My Anatolian has done some silly things, but nothing on the level you are describing!


----------



## bcnewe2 (Oct 12, 2013)

My luck would be the dog who loves whiskey and sauce!
Let's see how long it takes her to give up her egg habit! Did you put the stuff inside the egg? I'd like to do that to a few people I know just for fun! 
I swear Jesse definitely has a sense of humor!


----------



## fluttervale (Oct 12, 2013)

Have you tried an invisible fence?  Depending on the size of the building, and how close she needs to get to guard it, you could put a very small invisible fence around the building or the entrances that she should not be using, and let her zap herself.


----------



## Robbin (Oct 12, 2013)

My Toli takes and chews everything.  4X4s, aluminum lawn furniture, Potted plants, hoses, all kinds of sticks.   If you lose something, go up on the hill and look for it.  My boarder collie named Bandit, for a reason, destroyed a $240 dollar pair of binos and I cant tell you how many extension cords till he got a live one, burned a tooth to the gum, he stopped messing with wires after that.


----------



## BlueMoonFarms (Oct 12, 2013)

fluttervale said:
			
		

> Have you tried an invisible fence?  Depending on the size of the building, and how close she needs to get to guard it, you could put a very small invisible fence around the building or the entrances that she should not be using, and let her zap herself.

[DATA SUPPLIED]
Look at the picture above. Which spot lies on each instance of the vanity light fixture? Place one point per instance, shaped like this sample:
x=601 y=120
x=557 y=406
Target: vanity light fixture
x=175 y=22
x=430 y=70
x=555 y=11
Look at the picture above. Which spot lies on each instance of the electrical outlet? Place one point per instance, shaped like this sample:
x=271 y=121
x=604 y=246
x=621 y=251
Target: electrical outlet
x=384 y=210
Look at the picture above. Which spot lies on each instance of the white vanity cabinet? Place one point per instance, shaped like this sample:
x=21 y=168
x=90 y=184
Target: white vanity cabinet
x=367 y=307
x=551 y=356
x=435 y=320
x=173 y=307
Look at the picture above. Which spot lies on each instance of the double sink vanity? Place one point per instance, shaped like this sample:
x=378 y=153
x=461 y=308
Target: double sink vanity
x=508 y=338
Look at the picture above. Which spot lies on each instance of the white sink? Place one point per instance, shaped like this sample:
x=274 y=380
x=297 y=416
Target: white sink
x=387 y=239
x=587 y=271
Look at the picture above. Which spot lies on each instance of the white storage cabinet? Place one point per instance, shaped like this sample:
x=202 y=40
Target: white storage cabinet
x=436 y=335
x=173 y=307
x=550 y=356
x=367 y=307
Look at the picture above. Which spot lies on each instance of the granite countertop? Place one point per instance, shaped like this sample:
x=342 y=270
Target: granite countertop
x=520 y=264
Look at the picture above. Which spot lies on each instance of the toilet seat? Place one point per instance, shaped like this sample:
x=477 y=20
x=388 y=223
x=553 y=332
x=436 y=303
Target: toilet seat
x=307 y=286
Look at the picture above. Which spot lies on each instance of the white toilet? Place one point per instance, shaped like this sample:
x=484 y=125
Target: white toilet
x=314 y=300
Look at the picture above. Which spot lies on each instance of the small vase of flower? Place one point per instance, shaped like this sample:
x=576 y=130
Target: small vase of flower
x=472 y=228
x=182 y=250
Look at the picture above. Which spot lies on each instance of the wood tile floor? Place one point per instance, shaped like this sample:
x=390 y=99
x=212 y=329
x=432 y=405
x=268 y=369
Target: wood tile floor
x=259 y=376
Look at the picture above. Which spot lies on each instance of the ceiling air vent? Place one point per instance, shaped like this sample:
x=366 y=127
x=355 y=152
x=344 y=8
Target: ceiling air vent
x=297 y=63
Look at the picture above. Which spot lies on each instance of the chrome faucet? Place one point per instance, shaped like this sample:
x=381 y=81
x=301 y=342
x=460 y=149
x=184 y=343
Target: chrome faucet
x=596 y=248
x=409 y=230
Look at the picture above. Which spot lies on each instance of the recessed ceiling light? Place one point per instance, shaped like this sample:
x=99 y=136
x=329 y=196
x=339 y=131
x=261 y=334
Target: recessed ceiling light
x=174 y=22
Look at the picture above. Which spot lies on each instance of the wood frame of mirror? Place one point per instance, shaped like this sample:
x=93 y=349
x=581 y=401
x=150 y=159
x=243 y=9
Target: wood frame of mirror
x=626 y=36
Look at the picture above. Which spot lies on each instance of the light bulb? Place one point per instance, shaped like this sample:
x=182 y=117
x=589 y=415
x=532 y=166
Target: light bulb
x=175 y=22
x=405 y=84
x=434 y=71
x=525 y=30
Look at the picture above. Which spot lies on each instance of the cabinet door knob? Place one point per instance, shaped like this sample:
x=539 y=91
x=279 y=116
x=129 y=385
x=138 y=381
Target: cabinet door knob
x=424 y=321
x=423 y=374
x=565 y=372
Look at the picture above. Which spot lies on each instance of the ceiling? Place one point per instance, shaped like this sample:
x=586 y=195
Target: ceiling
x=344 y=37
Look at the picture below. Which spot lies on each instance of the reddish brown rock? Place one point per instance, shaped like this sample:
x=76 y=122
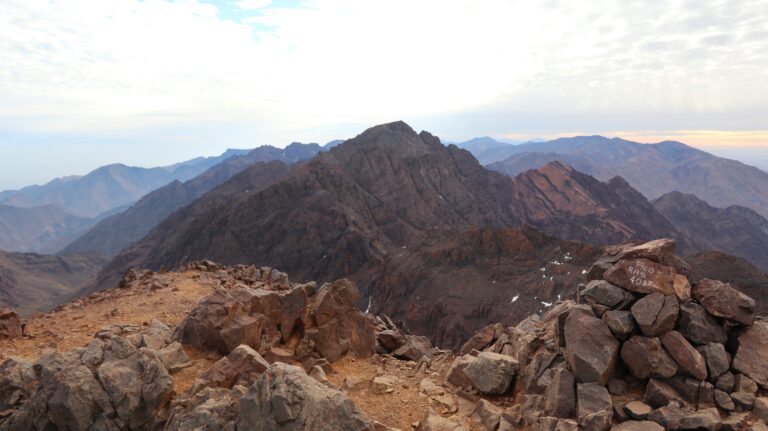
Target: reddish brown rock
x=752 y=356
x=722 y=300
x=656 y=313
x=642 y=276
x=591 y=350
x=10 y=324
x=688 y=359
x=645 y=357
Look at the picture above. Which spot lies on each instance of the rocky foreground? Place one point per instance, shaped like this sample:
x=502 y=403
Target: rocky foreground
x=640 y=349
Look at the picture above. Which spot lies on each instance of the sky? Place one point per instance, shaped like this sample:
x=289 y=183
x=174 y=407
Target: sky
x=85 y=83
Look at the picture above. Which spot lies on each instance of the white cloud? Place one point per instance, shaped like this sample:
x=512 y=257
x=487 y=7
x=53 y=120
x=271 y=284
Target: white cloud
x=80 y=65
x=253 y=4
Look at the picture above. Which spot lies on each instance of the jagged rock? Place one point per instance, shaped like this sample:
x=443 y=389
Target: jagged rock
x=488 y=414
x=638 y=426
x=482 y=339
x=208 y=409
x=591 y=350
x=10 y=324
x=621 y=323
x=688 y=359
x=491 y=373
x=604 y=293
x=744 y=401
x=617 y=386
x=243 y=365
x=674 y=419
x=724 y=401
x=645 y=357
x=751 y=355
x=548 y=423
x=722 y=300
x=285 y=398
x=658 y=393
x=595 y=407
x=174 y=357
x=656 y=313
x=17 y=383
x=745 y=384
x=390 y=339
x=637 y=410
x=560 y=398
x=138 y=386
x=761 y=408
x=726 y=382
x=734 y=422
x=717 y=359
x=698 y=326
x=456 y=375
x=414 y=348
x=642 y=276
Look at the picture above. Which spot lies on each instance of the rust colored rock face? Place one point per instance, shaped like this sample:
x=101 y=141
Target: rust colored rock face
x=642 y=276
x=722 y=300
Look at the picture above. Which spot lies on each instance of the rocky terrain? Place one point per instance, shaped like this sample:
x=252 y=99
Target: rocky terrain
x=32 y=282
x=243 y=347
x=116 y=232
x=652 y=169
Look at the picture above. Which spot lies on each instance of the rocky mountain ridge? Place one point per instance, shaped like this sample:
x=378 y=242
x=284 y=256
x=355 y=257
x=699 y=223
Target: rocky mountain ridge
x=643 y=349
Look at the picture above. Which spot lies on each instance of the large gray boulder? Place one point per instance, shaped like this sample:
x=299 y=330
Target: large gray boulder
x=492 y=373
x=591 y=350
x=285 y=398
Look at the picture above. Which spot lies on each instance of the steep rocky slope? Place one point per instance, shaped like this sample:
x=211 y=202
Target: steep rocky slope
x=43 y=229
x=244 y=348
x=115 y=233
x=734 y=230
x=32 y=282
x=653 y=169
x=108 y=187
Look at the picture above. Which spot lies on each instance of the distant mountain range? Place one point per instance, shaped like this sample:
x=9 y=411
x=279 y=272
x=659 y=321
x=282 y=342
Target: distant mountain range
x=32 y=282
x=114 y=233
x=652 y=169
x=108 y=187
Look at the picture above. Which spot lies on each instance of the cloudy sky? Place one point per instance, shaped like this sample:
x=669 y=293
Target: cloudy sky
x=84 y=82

[TASK TO COMPLETE] Set down, word for word, the passage of the dog forum thread above starting at "My Toli takes" and ending at "BlueMoonFarms (Oct 12, 2013)".

[RESPONSE]
My Toli takes and chews everything.  4X4s, aluminum lawn furniture, Potted plants, hoses, all kinds of sticks.   If you lose something, go up on the hill and look for it.  My boarder collie named Bandit, for a reason, destroyed a $240 dollar pair of binos and I cant tell you how many extension cords till he got a live one, burned a tooth to the gum, he stopped messing with wires after that.


----------



## BlueMoonFarms (Oct 12, 2013)